## Extracted text

Tuesday, January 03, 2006

New Year's 2005

Toto, we’re not in Kansas anymore.

First clue: blackjack dealers at the Rio dressed like Victoria Secret Models complete with bikini tops and butt floss (I’m SO not kidding).

Ah, Viva Las Vegas! The skin capital of the world! Where jackets are superfluous ‘cuz they keep the temperature hot, hot, hot in order to show more skin, skin, skin!

I confess my initial reluctance at spending New Year’s in a town that draws 300,000 people for the holiday, but guess what? I’d do it all again and probably will.

Here’s a glimpse of why:

Welcome to Las Vegas Moment: Cathi wins $60 at the airport before we even collect our luggage

Best Feature of Hotel Room: An entire wall of floor-to-ceiling windows with an incredible view of the mountains

Other Best Feature of Hotel Room: Unbelievably comfortable beds with the softest sheets imaginable

Was-I-In-The-Right-Place-At-The-Right-Time-Or-What Moment: Getting pulled out of line (as I’m waiting to meet Dodi and Cathi at the Voodoo Lounge) by a Diamond Status member who whisks me to the front saying, “you shouldn’t be standing in line alone” then getting to forego the $20 cover when his status gets us in free

Magical Moment: Standing on the terrace of the Voodoo Lounge overlooking the glittering Strip from 51 floors up and realizing it might be worth trying to find a guy to share this with in the future

Most Expensive Meal: Ann’s $72 lobster at The Palm, New Year’s Eve.

Least Expensive Meal: The patty melt Ann and I shared after watching a report on CNN about how the portion sizes of American meals have increased 60% since the 60’s leading to our country’s obesity crisis

Favorite Overheard Quote on New Year’s Eve: “He wasn’t good looking, but did I kiss him, or what?

Coordinate annotation records:
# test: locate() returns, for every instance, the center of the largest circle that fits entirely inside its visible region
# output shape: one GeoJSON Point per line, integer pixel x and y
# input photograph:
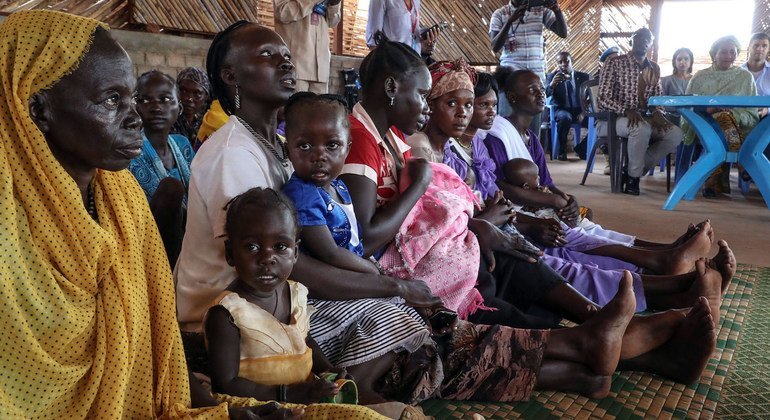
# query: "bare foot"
{"type": "Point", "coordinates": [684, 357]}
{"type": "Point", "coordinates": [602, 338]}
{"type": "Point", "coordinates": [725, 263]}
{"type": "Point", "coordinates": [682, 258]}
{"type": "Point", "coordinates": [646, 332]}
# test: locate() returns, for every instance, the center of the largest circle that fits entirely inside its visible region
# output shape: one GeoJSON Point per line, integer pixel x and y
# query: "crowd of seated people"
{"type": "Point", "coordinates": [416, 247]}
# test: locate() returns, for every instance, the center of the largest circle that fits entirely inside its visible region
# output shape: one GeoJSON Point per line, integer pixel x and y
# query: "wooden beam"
{"type": "Point", "coordinates": [655, 13]}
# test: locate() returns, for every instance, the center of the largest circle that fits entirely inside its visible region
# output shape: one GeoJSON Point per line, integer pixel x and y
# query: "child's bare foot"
{"type": "Point", "coordinates": [684, 357]}
{"type": "Point", "coordinates": [692, 230]}
{"type": "Point", "coordinates": [725, 263]}
{"type": "Point", "coordinates": [646, 332]}
{"type": "Point", "coordinates": [682, 258]}
{"type": "Point", "coordinates": [603, 341]}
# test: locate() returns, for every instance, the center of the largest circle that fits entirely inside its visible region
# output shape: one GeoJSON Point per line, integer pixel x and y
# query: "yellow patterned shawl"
{"type": "Point", "coordinates": [86, 309]}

## Goals
1: Summarize the Las Vegas post in two sentences.
2: Using the Las Vegas post, decide whether each statement is true, answering yes or no and quoting the words that settle it: (a) The hotel room's windows looked out on the mountains. (b) The writer paid the $20 cover at the Voodoo Lounge. (c) The Voodoo Lounge terrace overlooks the Strip from 51 floors up.
3: According to the Las Vegas post, where did Ann eat her $72 lobster?

## Outputs in order
1: The writer was at first reluctant to spend New Year's in a town that draws 300,000 people for the holiday, but would do it all again. Highlights include Cathi winning $60 at the airport, a hotel room with a wall of windows looking out on the mountains, free entry to the Voodoo Lounge through a Diamond Status member, and Ann's $72 lobster at The Palm on New Year's Eve.

2:
(a) Yes: "An entire wall of floor-to-ceiling windows with an incredible view of the mountains."
(b) No: "getting to forego the $20 cover when his status gets us in free."
(c) Yes: "overlooking the glittering Strip from 51 floors up."

3: At The Palm, on New Year's Eve.